(Entries from an annotation dataset)
* * * * * * * * *

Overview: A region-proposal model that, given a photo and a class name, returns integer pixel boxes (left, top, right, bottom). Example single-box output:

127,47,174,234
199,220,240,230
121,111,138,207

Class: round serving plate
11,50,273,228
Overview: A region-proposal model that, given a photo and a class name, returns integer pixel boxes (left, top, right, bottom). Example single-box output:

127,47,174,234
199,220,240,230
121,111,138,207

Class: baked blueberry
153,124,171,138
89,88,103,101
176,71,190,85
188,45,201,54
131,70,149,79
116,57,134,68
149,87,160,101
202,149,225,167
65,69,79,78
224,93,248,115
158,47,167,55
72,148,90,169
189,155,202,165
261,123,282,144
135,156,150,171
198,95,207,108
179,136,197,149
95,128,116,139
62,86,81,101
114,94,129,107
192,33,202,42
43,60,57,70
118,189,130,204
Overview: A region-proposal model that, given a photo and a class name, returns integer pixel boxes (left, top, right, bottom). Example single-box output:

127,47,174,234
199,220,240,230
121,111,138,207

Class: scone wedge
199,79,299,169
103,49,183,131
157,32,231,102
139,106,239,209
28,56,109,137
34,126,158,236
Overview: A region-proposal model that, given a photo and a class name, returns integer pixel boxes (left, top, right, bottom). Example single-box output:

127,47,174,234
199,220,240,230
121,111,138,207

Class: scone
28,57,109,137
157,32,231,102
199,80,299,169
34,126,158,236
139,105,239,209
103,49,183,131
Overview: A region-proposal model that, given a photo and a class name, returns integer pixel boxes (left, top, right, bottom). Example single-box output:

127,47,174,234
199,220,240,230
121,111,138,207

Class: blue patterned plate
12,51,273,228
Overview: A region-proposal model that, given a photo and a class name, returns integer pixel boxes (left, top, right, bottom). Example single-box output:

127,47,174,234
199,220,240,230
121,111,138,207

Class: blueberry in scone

* * * * * * * * *

Can you write out again every line from the start of the rows through the line that contains "11,50,273,228", requests included, with each box coordinate in the answers rescaled by 0.6 and rounded to a whole number, halves going up? The numbers in the requests and their sample output stay as they are.

EXERCISE SOLUTION -
Overview: A region-proposal model that, given a photo and a class name, returns integer pixel boxes (left, top, right, bottom). Example single-box output:

127,47,174,234
199,220,240,230
121,111,138,207

Class: round serving plate
7,30,164,137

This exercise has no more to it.